> _Exercise objective_:
Copy the data precisely, keeping every character.

> _Recorded information_:
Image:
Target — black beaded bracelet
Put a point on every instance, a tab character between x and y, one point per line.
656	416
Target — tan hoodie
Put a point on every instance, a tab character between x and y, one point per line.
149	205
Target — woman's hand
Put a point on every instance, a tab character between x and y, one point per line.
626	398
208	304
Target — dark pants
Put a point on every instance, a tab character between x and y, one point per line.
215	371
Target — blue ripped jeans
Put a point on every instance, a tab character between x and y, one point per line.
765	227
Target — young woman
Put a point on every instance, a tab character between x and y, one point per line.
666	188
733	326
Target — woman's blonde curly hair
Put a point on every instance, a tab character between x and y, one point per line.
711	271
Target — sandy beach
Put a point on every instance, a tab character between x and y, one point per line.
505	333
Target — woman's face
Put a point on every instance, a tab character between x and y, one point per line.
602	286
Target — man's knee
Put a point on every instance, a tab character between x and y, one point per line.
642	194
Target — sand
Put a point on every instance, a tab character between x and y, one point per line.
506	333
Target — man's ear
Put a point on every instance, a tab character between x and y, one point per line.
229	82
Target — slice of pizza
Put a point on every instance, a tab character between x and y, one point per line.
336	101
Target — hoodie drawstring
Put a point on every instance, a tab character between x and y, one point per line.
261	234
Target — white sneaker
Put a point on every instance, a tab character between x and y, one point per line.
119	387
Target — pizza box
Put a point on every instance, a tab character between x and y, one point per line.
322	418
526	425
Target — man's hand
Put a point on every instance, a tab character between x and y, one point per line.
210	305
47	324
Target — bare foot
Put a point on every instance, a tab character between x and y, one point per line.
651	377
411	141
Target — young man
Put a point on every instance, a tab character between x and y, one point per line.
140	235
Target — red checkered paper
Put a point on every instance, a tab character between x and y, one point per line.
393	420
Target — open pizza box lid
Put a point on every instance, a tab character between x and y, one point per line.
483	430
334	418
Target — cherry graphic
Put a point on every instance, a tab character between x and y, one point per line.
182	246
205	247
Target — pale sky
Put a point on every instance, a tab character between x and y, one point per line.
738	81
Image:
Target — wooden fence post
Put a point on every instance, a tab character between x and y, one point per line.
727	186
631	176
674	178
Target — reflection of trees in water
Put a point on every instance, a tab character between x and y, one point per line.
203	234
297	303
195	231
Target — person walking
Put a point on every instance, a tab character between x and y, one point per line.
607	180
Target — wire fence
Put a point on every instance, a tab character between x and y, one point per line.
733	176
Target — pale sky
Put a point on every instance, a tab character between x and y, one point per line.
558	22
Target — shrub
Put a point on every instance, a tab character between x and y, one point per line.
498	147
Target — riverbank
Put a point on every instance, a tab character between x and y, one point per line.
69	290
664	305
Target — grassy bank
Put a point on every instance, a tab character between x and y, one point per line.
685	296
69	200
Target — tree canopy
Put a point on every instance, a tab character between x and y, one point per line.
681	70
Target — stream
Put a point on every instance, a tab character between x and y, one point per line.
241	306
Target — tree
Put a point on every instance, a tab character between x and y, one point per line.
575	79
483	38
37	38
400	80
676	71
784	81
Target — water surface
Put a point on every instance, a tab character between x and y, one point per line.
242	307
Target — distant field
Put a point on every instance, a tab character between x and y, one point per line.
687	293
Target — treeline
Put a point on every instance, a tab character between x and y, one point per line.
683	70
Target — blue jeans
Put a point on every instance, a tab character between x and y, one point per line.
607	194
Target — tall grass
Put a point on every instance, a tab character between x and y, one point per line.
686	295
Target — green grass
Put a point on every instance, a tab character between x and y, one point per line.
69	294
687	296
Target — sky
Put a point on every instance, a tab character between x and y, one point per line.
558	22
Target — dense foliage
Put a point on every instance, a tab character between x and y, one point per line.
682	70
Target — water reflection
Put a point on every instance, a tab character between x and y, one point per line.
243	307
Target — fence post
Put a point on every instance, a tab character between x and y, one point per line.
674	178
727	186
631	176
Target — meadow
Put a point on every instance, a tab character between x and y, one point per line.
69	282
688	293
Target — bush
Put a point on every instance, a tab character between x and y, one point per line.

> _Task response_:
Image:
Target — black beaded bracelet
Put a point on every instance, a tab character between x and y, one point per line.
656	416
Target — tan hoodie
Put a point on every instance, a tab character between x and y, one point per line.
149	205
Target — woman's hand
Put a point on every instance, a tab character between x and y, one point per line.
626	398
208	304
Target — dark pants
Put a point on every instance, a tab character between x and y, one point per line.
215	371
Target — blue ripped jeans
Put a point on every instance, a tab character between x and y, one point per line.
765	227
Target — young woman
Put a point on every instance, a tab character between x and y, one point per line.
666	188
733	326
Target — woman's blonde curly hair
Put a point on every instance, a tab character between x and y, one point per line.
711	271
Target — sandy beach
Put a point on every instance, a tab character between x and y, one point per line.
505	333
Target — woman's face
Put a point on every instance, a tab character between x and y, one point per line.
602	286
Target — man's knee
Put a point on every instance, a tab character between x and y, one point per line.
642	194
Target — sand
Put a point on every instance, a tab character between x and y, one point per line.
506	333
Target — man's ear
Put a point on every instance, a tab character between x and y, one point per line.
229	82
Target — slice of pizza
Put a point on every instance, a tab character between x and y, one point per line.
336	101
Target — hoodie drawstring
Put a point on every instance, a tab character between x and y, one point per line.
261	234
Target — white sneaker
Put a point on every instance, a tab character between x and y, one point per line.
119	387
Target — pizza box
Put a point on every instance, a tab character between x and y, one point per line.
322	418
526	425
Target — man's hand
Put a point on every instance, a tab character between x and y, one point per line.
210	305
47	324
Target — bare foot
Put a point on every instance, a tab character between x and y, one point per line.
651	377
411	141
Target — young man
Put a point on every instance, a tab character between x and y, one point per line.
140	235
Target — red checkered paper
Put a point on every instance, a tab character between x and y, one point per line.
393	420
Target — open pizza box lid
Put a point on every instance, a tab character between x and y, one point per line.
483	430
334	418
Target — cherry graphic
Put a point on every instance, a tab character between x and y, one point per line.
182	246
205	247
Target — pale sky
Put a point on every instance, a tab character between x and y, one point per line.
738	81
Image:
Target — wooden fence post
Put a point on every instance, a tab character between x and y, one point per line.
727	186
631	176
674	178
Target — reflection of trees in water
Put a point on every instance, a tab character between x and y, one point per line.
203	234
297	303
195	231
Target — person walking
Put a point on every instance, a tab character between x and y, one point per line.
607	180
Target — wire fence
Put a point on every instance, a tab character between x and y, one point per line.
733	176
Target — pale sky
Put a point on every instance, a tab character between x and y, one point per line.
558	22
Target — shrub
Put a point on every instance, a tab character between x and y, one point per line.
498	147
Target — riverbank
Put a point on every instance, a tab character between x and y, one point per line.
69	290
664	305
Target — grassy bank
Put a point on every instance, a tab character between x and y, one point per line.
685	296
69	200
Target — tree canopy
Put a point on every instance, a tab character between x and y, one point per line.
681	70
Target — stream
Put a point on every instance, a tab character between x and y, one point per line.
241	306
Target — tree
Put a point on every instance, a tab character between x and y, one point per line.
575	79
483	38
37	38
400	80
676	71
784	81
Target — water surface
Put a point on every instance, a tab character between x and y, one point per line.
242	307
Target — distant field
Put a point on every instance, a tab character between x and y, one point per line.
687	293
Target — treeline
Put a point on every instance, a tab character between x and y, one point per line.
683	70
Target — blue jeans
Put a point on every instance, a tab character between x and y, one point per line.
607	194
Target — tall grass
Put a point on every instance, a tab character between x and y, one point per line.
686	295
Target — green grass
Put a point on every instance, a tab character between x and y, one point per line.
69	294
687	296
Target — sky
Put a point on every instance, a tab character between x and y, one point per line.
558	22
Target — dense foliage
Put a point on every instance, a tab character between x and y, one point per line.
682	70
Target — water reflection
Put a point on every instance, a tab character between x and y, one point per line.
243	307
Target — fence post
Put a point on every instance, a tab character between x and y, one point per line.
674	178
727	186
631	176
Target — meadow
Put a point on every instance, a tab character between x and y, one point per line.
69	282
688	293
Target — bush
Put a point on every instance, a tab character between x and y, one point per line.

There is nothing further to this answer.